[[ RECORDS SUPPLIED, beginning ]]

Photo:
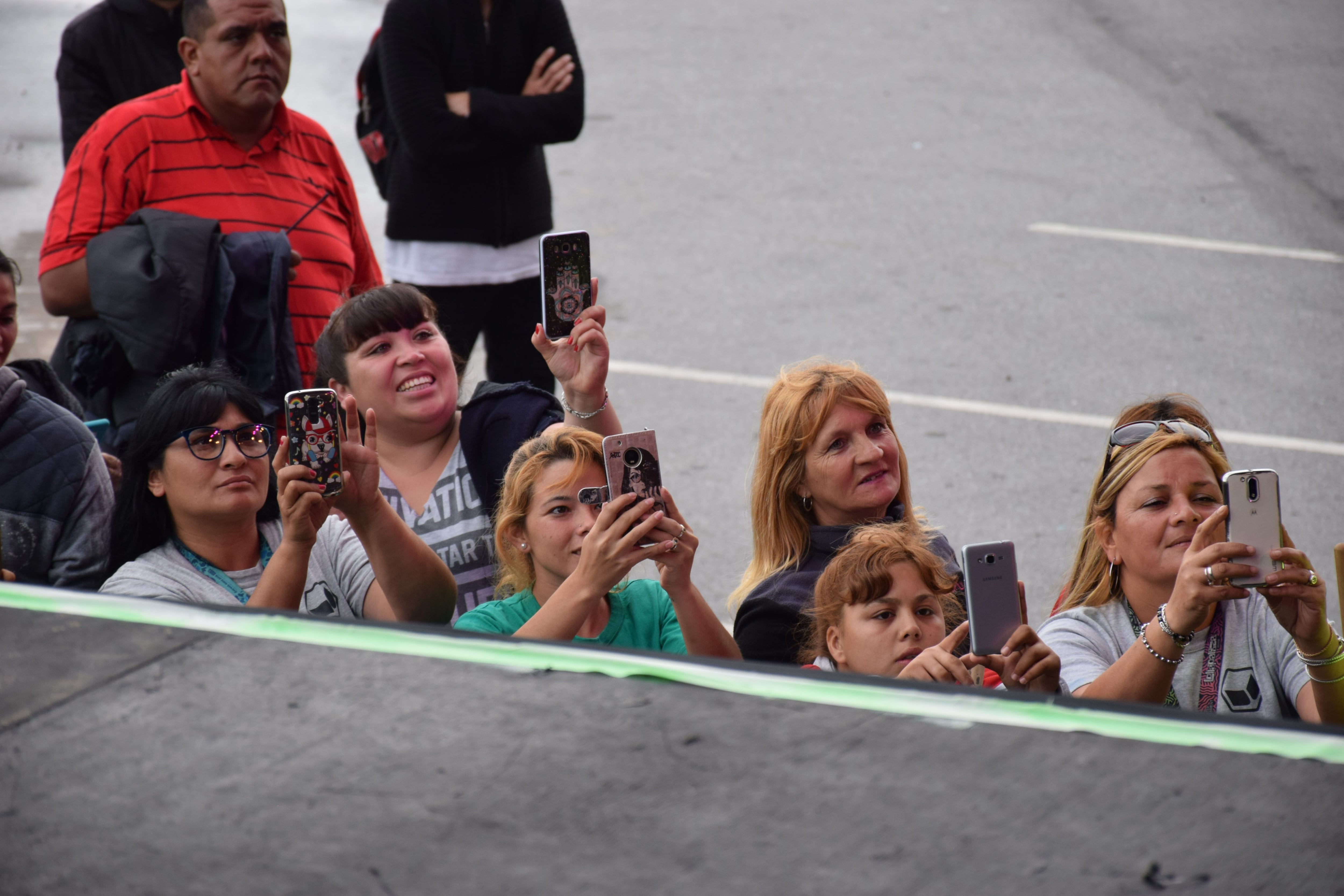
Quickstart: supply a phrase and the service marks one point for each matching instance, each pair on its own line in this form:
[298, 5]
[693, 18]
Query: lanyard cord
[217, 576]
[1213, 667]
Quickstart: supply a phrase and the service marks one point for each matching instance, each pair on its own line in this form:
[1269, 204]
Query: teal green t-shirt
[643, 617]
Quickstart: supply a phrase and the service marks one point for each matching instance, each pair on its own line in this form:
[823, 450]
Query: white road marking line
[1186, 242]
[967, 406]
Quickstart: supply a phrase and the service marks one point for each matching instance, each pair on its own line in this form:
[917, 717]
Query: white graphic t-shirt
[456, 524]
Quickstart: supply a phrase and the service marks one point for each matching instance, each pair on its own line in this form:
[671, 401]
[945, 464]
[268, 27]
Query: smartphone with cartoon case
[314, 428]
[1253, 518]
[566, 281]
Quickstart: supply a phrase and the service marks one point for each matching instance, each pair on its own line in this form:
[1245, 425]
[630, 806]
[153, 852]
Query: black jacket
[170, 289]
[116, 52]
[495, 424]
[479, 179]
[773, 625]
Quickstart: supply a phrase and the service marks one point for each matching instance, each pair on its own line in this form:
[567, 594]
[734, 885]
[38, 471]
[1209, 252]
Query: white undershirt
[433, 264]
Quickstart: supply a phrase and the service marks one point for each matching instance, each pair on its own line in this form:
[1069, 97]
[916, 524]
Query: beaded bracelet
[607, 397]
[1328, 662]
[1162, 624]
[1326, 681]
[1332, 636]
[1143, 636]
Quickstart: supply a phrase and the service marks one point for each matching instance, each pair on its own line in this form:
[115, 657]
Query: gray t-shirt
[338, 574]
[457, 526]
[1261, 671]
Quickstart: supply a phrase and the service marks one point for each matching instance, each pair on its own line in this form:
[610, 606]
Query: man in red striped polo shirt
[218, 146]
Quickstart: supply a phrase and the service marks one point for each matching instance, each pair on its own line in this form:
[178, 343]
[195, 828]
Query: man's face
[241, 64]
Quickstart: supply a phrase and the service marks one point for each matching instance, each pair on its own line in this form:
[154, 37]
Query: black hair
[197, 18]
[191, 397]
[380, 311]
[11, 266]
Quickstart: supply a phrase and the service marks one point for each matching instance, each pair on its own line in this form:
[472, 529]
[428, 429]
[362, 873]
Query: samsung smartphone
[566, 281]
[314, 429]
[992, 602]
[1252, 499]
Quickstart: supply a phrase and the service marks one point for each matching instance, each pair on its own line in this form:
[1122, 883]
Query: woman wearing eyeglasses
[206, 516]
[1148, 615]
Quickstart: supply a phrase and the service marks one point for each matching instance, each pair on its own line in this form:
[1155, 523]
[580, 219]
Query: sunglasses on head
[1135, 433]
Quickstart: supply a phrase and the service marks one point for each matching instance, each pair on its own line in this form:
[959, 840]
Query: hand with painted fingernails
[580, 362]
[939, 663]
[303, 510]
[1297, 604]
[612, 547]
[679, 545]
[1191, 598]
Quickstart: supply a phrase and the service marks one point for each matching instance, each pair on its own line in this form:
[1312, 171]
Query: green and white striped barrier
[1178, 730]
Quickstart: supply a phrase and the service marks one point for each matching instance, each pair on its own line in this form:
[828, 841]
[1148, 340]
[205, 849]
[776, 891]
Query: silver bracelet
[607, 397]
[1162, 624]
[1143, 636]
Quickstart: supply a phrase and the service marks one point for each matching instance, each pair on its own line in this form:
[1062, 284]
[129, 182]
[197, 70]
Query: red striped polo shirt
[165, 151]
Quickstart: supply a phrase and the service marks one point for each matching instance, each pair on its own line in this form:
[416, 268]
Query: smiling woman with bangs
[443, 464]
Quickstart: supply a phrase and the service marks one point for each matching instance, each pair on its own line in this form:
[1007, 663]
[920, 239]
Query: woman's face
[225, 490]
[880, 639]
[853, 468]
[406, 377]
[1156, 515]
[557, 523]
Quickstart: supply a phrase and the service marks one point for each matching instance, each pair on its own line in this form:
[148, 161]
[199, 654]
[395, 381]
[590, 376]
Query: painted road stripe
[944, 706]
[967, 406]
[1186, 242]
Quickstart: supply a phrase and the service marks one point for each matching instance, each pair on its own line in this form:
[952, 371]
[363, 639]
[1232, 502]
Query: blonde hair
[515, 572]
[793, 413]
[1092, 581]
[861, 573]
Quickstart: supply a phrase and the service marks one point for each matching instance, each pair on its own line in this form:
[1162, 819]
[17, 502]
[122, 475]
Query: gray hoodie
[56, 496]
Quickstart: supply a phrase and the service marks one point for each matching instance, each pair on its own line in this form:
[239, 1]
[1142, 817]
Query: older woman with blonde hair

[[ RECORDS SUPPLIED, end ]]

Reproduce the material above exactly but drop all images.

> SOLUTION TO THIS EXERCISE:
Photo:
Quickstart: supply a phrase and the service marks one point for each matching instance, each pair on its own line in this form:
[298, 5]
[693, 18]
Query: lanyard cord
[217, 576]
[1213, 667]
Quickstart: supply a phrase and the service marks one point for each matching instance, each pair on its own line in this form:
[1269, 204]
Query: teal green t-shirt
[643, 617]
Quickstart: supply a phrase and the service marks one point for each matching instance, each pair on its own line in this form:
[823, 450]
Query: white road marking line
[1186, 242]
[967, 406]
Quickstart: supply a phrase and the service marks one point for each matching instance, each pair on its own line in this form:
[917, 717]
Query: white graphic t-shirt
[456, 524]
Quickstart: supply a phrase and the service marks one point for each matching instance, each pair on its own line in this form:
[671, 401]
[945, 464]
[268, 27]
Query: smartphone with cartoon case
[314, 428]
[1253, 518]
[566, 281]
Quickstart: supply a phrase and the service marks one point for each matching instance, each pair on its own line in this form:
[1245, 425]
[630, 806]
[153, 852]
Query: black jacket
[170, 289]
[116, 52]
[495, 424]
[479, 179]
[773, 625]
Quickstart: supply a phrase and the service marks one point for each matching instance, each pair on its own line in this form:
[567, 594]
[734, 885]
[38, 471]
[1209, 252]
Query: white undershirt
[433, 264]
Quickstart: supply a phrase and the service marks one point for each matching instance, each pair on its own line in this form:
[1069, 97]
[916, 524]
Query: beaded bracelet
[607, 397]
[1328, 662]
[1162, 624]
[1326, 681]
[1332, 636]
[1143, 636]
Quickstart: supply a phrase and the service marks one point for each matching instance, each pair on its own line in this form:
[115, 657]
Query: gray t-shirt
[338, 574]
[457, 526]
[1261, 671]
Quickstart: supply a phrase and the service marks one point for each matching instance, each pair on its own line in this form:
[610, 606]
Query: man in red striped polo shirt
[218, 146]
Quickstart: supply a phrase and the service marks one point for each matching instance, each pair on its own line in this form:
[178, 343]
[195, 828]
Query: man's face
[241, 64]
Quickstart: supply a phrase and the service marks one point for each matching instance, each pair on its own line in this form:
[154, 37]
Query: black hair
[197, 18]
[191, 397]
[380, 311]
[11, 266]
Quickstart: supply a phrase and the service marks one point for each matching instance, each pair on its own line in this form:
[472, 529]
[428, 429]
[362, 873]
Query: samsung smartphone
[566, 281]
[314, 429]
[992, 602]
[1252, 499]
Quickstart: supply a phrase and the service marks one point for each matching instance, each pair on its own line in this form:
[1122, 883]
Query: woman wearing eyeglasses
[206, 516]
[1148, 615]
Quickstart: supply a phrase and the service marks one point for each matching instance, each pair on its own line in this form:
[1155, 523]
[580, 219]
Query: sunglasses on head
[1135, 433]
Quickstart: supply a phrase and the service marks one point for each matching instance, each pair on its own line in this form:
[959, 840]
Query: hand with painted fingernails
[580, 362]
[939, 663]
[303, 510]
[1297, 604]
[612, 547]
[679, 545]
[1191, 598]
Quickstart: supply a phrase and the service marks one point for each matching instance, each pair on its own line in this form:
[1312, 171]
Query: green and white striped barrier
[1178, 730]
Quickstart: supply a phrase and the service marks one point for each matching instance, each pair on its own line in this form:
[828, 841]
[1148, 340]
[205, 849]
[776, 891]
Query: silver bracelet
[607, 397]
[1162, 624]
[1143, 636]
Quickstart: supply a phrase and the service marks one point for each matching instance, each pair on its own line in this form:
[1062, 284]
[129, 182]
[197, 70]
Query: red striped polo shirt
[165, 151]
Quickstart: supply a phrase and the service marks one point for each matching instance, each pair on its own line in this form:
[416, 268]
Query: smiling woman with bangs
[443, 464]
Quickstart: supply a phrase and the service marks one point for each matching instance, each pair on its own line in this form:
[1007, 663]
[920, 239]
Query: woman's face
[225, 490]
[880, 639]
[853, 468]
[406, 377]
[1156, 515]
[557, 523]
Quickstart: supply a phrase and the service marks one point for each matching instance, each pair on its own line in this form:
[148, 161]
[199, 654]
[395, 381]
[590, 376]
Query: painted road stripe
[944, 706]
[967, 406]
[1186, 242]
Quickstart: supply a phrase and the service marks one point for each matching instance, each pair on its own line in this form:
[952, 371]
[363, 639]
[1232, 502]
Query: blonde hair
[515, 572]
[793, 413]
[1092, 581]
[861, 573]
Quickstart: supply a phrase and the service marks one point for each matching instance, each pair on its own line in this form:
[1162, 819]
[17, 502]
[122, 475]
Query: gray hoodie
[56, 496]
Quickstart: supply a phrase and the service marks one point for each matching instance, each pair on its own line in this form:
[239, 1]
[1142, 817]
Query: older woman with blonde hair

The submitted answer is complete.